* Begin *

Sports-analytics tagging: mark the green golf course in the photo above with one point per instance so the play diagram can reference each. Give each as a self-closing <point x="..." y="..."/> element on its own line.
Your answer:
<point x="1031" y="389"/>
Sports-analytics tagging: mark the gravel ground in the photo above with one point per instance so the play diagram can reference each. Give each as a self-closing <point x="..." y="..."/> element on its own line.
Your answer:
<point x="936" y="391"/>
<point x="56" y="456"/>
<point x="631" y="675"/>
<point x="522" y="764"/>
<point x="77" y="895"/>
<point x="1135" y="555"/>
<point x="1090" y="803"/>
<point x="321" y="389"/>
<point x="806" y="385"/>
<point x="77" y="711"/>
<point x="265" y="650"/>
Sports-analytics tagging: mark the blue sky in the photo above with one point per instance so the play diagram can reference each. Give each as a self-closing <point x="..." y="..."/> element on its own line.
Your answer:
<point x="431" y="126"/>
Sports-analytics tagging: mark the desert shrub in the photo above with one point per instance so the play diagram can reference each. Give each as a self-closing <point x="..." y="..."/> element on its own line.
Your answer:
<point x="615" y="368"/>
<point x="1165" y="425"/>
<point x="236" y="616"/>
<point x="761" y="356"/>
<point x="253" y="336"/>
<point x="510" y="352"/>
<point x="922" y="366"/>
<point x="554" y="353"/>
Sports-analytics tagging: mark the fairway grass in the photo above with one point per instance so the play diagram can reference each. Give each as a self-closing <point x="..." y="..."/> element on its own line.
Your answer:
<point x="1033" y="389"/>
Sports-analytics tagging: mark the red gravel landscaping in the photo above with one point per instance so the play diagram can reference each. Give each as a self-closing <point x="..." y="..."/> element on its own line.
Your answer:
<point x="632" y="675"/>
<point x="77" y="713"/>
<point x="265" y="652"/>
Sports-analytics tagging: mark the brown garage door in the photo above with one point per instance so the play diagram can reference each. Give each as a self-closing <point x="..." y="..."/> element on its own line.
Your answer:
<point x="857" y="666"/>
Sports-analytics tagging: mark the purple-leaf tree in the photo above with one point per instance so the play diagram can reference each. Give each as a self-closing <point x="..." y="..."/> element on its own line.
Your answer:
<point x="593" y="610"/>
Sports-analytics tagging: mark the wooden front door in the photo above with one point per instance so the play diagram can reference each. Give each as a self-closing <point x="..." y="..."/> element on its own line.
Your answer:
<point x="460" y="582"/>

* End *

_Exercise:_ Output exactly the lines from the one containing "Sports-analytics tagging: mark the purple-leaf" through the last line of the entries, both ends included.

_Reply to the task:_
Sports-analytics tagging: mark the purple-leaf tree in the photo above with one point per instance so the play diagram can reference each. Give each as a self-closing <point x="..." y="..."/> element on its own line.
Your answer:
<point x="593" y="610"/>
Sports-analytics tagging: mark the wooden front door in the photo above with one point per instance so the play diagram can reference each. Give each as a self-closing <point x="..." y="..."/> element on its own line.
Your answer:
<point x="460" y="582"/>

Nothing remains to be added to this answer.